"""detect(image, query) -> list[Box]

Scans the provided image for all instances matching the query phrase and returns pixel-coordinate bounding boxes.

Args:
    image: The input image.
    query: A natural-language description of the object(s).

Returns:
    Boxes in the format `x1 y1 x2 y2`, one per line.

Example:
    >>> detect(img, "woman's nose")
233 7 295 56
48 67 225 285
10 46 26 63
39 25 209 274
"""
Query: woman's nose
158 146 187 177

_____

# Exercise prompt
How many lines in the entries contain the string "image"? Give the number only.

# Your response
3